* **What is being asked**:
In the systems unit lesson below, what term refers to the physical size of a computer case?

━━━━━ Document ━━━━━

The Systems Unit

Lesson Content

Inquire: Welcome to the Machine!

Overview

Computers have taken on many forms as technology has moved forward. When you see a desktop computer, there is an encased unit or box to which the monitor, keyboard, and mouse are connected. In this lesson, we are going to answer the question, “what’s in the box?” by opening up that desktop computer and exploring the components therein. Understanding the various parts that make up a typical computer and how they work together will provide a solid foundation for understanding computer-based technology on the whole.

Decorative

Big Question

What’s in the box, and why does it matter?

Watch: How Can Something That Can Do So Many Complex Things Be So Simple?

Read: A Computer is Truly the Sum of its Parts

Overview

DecorativeThe computer case – otherwise known as the box – houses all of the parts that make a computer a useful device. The physical size of the computer case is referred to as its form factor. A computer can have a large, medium, or small form factor, and this will depend, to some extent, on the intended use of the machine.

A computer intended to be used for business purposes is likely to have a larger form factor than one whose use will be limited to just browsing the Internet. Why this is so has to do with the type and amount of components that are installed inside the machine.

━━━━━ Given data ━━━━━

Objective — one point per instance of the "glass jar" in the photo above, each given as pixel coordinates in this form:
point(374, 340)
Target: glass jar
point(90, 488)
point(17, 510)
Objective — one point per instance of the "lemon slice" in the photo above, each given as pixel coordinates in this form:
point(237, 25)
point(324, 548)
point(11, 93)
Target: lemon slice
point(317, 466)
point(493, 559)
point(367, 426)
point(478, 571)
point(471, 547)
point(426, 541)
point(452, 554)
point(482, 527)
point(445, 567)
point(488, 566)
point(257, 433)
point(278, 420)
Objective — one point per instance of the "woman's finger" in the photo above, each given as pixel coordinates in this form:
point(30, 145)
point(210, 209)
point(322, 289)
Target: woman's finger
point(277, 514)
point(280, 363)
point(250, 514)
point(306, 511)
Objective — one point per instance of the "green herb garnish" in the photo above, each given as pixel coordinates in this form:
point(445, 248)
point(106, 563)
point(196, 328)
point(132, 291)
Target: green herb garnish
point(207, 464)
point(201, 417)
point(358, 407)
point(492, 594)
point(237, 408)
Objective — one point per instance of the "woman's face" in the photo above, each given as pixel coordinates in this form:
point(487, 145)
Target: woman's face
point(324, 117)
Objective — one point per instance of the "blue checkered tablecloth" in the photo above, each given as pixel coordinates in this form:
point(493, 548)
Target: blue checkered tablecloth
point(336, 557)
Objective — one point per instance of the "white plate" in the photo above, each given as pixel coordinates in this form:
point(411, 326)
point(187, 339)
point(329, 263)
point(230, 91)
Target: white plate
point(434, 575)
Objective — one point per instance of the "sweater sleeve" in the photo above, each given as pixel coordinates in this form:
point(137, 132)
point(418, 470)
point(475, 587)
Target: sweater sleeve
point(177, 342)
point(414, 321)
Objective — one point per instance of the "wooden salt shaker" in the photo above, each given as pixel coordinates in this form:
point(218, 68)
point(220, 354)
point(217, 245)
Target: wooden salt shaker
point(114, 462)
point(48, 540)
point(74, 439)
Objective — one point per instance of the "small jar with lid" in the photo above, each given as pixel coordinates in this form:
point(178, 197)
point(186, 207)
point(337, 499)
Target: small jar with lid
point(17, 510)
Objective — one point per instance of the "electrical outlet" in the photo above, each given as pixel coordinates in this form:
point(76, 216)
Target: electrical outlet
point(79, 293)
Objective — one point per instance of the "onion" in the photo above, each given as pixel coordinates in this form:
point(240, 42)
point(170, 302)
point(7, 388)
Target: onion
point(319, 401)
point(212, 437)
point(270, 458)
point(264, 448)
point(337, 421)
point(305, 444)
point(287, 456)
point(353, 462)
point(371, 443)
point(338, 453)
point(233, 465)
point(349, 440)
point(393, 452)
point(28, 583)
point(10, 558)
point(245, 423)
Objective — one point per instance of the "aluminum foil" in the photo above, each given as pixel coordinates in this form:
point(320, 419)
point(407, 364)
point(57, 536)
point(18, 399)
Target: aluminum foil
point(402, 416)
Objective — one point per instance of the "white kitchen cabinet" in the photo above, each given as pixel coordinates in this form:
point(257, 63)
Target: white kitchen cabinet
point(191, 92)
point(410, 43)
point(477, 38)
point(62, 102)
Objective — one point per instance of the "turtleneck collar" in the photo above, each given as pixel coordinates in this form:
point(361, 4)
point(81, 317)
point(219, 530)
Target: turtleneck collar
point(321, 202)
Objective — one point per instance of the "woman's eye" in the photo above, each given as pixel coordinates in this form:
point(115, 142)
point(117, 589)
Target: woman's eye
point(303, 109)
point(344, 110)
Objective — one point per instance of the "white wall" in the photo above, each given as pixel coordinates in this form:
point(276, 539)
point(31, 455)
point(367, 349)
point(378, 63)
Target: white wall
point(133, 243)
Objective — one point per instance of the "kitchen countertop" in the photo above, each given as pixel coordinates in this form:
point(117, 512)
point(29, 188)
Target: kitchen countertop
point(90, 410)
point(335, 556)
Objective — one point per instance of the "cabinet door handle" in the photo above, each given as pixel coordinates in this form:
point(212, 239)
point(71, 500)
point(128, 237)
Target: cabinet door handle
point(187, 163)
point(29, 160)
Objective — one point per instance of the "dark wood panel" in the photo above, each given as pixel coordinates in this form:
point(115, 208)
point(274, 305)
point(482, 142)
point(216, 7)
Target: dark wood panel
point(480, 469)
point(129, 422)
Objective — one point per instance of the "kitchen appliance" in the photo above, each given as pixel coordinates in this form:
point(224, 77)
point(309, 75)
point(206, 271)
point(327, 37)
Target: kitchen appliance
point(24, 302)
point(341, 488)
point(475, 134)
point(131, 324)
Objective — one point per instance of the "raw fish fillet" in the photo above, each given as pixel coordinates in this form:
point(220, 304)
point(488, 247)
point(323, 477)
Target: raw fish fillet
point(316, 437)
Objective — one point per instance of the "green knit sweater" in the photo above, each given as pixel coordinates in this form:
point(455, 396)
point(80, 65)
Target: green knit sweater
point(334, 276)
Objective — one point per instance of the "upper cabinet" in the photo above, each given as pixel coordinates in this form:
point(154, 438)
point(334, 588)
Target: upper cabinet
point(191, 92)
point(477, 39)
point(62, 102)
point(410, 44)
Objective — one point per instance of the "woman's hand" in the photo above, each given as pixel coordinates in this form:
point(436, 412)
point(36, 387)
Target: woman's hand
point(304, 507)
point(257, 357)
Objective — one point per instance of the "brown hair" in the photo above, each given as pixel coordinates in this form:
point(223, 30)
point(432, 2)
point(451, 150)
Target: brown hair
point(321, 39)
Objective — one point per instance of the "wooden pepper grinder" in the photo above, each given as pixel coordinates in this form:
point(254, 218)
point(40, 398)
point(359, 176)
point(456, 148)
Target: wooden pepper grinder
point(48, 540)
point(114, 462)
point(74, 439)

━━━━━

* **Solved problem**:
Its form factor.